YOUR OBJECTIVE —
Reproduce word for word the part of the Beatles song article below between "Composition" and "Not Fade Away.", inclusive.

PAGE EXCERPT —

+ + + + +

"I'm Happy Just to Dance with You" is a song written by John Lennon and Paul McCartney and recorded in 1964 by the English rock band the Beatles for the film soundtrack to A Hard Day's Night. Lead vocals are by George Harrison, whose performance in the film marked the first mass media depiction of Harrison singing lead.

Composition
The song was written specifically for George Harrison to sing at a time when he lacked the confidence to compose his own material. Years later, McCartney described it as a "formula song", and Lennon said, "I would never have sung it myself."

The song features a hectic style rhythm guitar in juxtaposition with Harrison's placid vocal. Its composers give it an unexpected choice of chord at the crux of its chorus, augmenting the B7th on "I'm happy just to dance with you". The song is also distinctive in that it begins not with a verse or chorus but with the last four bars of the bridge. According to musicologist Ian MacDonald, its guitar part derives its inspiration from the Rolling Stones' cover of Buddy Holly's song, Not Fade Away.

+ + + + +

DATASET RECORDS —
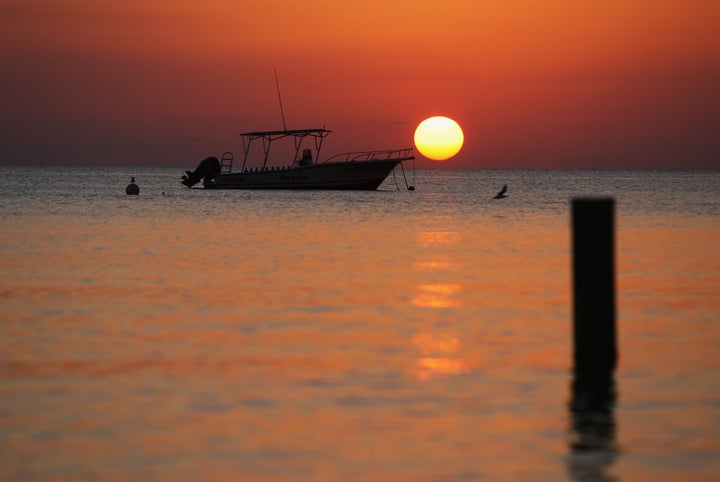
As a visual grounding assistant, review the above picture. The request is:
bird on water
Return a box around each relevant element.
[125,177,140,194]
[493,184,507,199]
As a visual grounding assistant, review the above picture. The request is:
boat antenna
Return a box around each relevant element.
[273,68,287,131]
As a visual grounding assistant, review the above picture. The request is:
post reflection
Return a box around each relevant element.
[567,368,618,481]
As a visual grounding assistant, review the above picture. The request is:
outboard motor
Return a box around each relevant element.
[181,157,220,187]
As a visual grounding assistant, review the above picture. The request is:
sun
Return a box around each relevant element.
[415,116,465,161]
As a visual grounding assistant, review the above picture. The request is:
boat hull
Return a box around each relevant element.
[205,159,402,191]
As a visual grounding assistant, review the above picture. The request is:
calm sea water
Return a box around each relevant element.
[0,168,720,482]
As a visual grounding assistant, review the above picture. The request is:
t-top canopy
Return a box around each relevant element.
[240,129,332,139]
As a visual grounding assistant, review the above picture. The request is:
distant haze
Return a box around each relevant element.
[0,0,720,169]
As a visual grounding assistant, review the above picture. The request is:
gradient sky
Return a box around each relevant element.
[0,0,720,169]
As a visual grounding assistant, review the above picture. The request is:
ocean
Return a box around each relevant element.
[0,167,720,482]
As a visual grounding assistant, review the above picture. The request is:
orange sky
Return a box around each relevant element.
[0,0,720,168]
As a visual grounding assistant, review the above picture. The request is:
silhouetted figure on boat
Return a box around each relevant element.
[125,177,140,195]
[182,157,220,187]
[493,184,507,199]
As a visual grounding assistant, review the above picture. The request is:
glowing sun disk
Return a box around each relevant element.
[415,116,465,161]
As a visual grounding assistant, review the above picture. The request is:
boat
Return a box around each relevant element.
[182,128,415,191]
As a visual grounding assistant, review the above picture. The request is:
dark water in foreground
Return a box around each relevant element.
[0,168,720,482]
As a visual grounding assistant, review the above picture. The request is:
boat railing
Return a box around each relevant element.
[323,147,414,162]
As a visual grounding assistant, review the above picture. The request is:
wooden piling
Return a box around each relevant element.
[572,198,618,372]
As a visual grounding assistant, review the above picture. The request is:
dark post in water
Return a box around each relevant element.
[572,198,617,372]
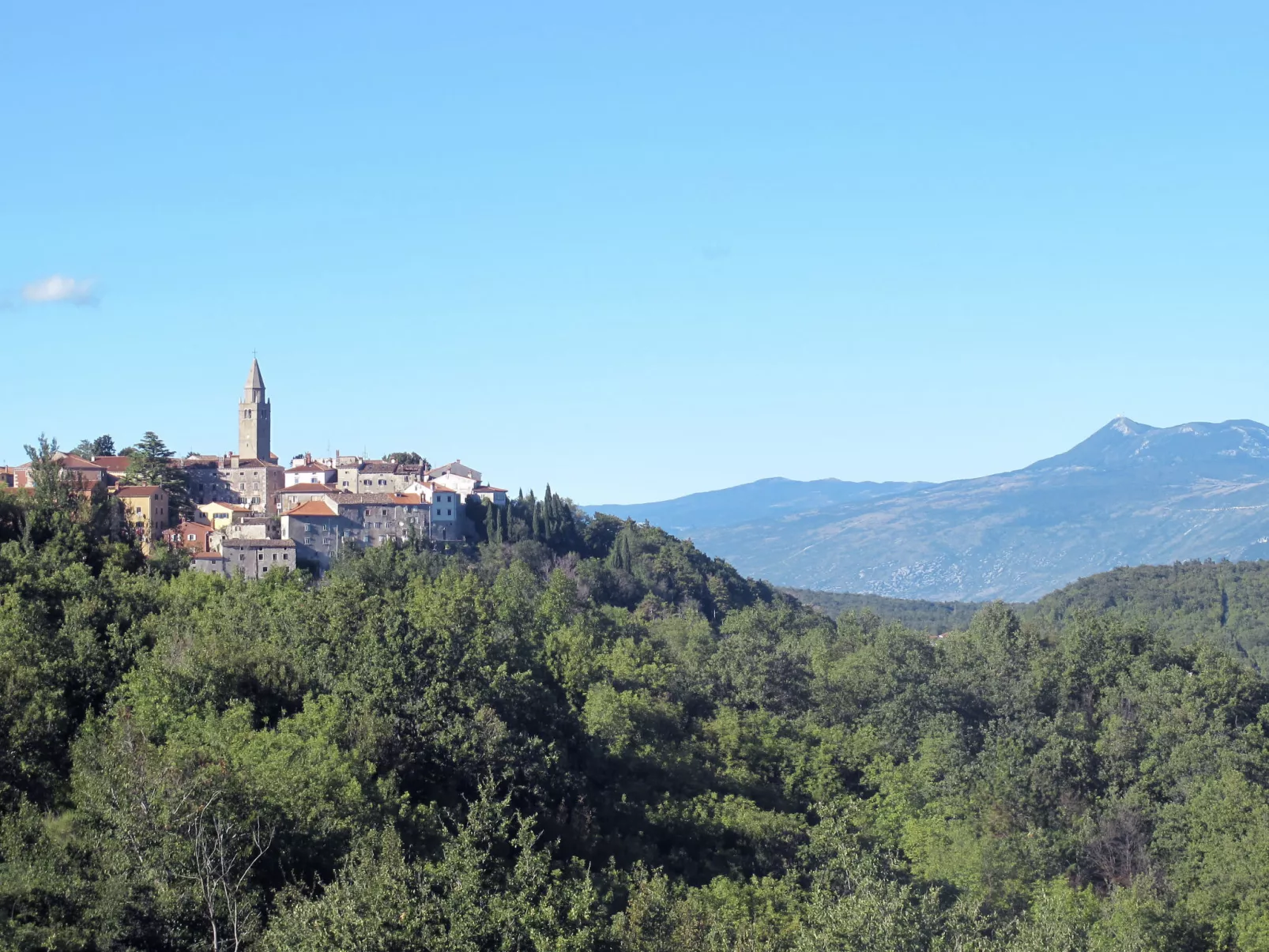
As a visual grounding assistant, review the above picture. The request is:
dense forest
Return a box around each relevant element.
[778,585,984,634]
[779,559,1269,670]
[9,451,1269,952]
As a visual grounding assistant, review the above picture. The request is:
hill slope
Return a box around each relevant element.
[585,476,932,536]
[612,418,1269,602]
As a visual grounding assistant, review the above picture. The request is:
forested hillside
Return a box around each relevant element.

+ + + + +

SOLVED PROBLEM —
Composition
The song was written specifically for George Harrison to sing at a time when he lacked the confidence to compose his own material. Years later, McCartney described it as a "formula song", and Lennon said, "I would never have sung it myself."

The song features a hectic style rhythm guitar in juxtaposition with Harrison's placid vocal. Its composers give it an unexpected choice of chord at the crux of its chorus, augmenting the B7th on "I'm happy just to dance with you". The song is also distinctive in that it begins not with a verse or chorus but with the last four bars of the bridge. According to musicologist Ian MacDonald, its guitar part derives its inspiration from the Rolling Stones' cover of Buddy Holly's song, Not Fade Away.